■ Short exercise
Edit the rows below by replacing "green foliage" with "leafy vegetation" everywhere it occurs, keeping everything else the same. Leave the pictures out of your answer.

Point placement rows
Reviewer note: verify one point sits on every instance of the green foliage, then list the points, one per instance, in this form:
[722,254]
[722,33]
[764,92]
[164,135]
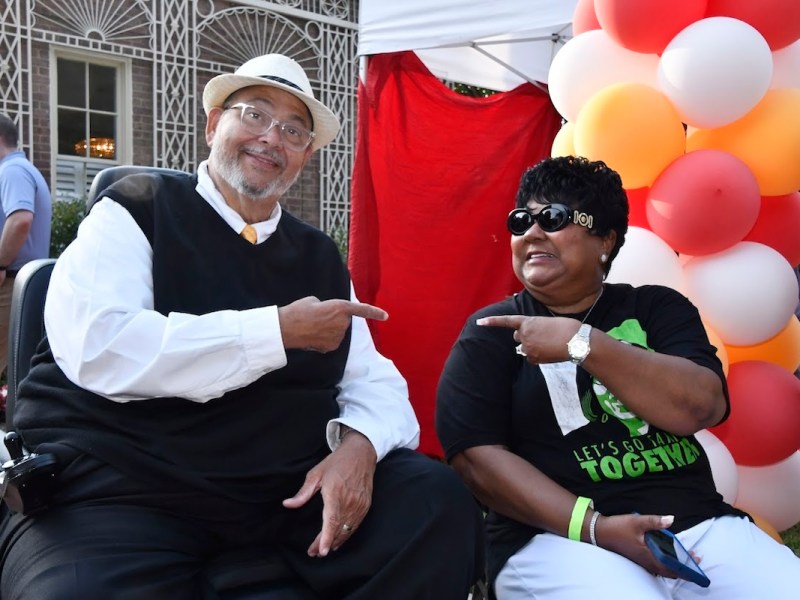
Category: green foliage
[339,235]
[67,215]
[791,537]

■ The solution
Reviewer note: verify one point sits on every instance of the leafy vegetation, then list the points, one per instance, in this form:
[722,254]
[722,33]
[764,92]
[164,135]
Category: leafy vegetation
[339,235]
[67,215]
[791,537]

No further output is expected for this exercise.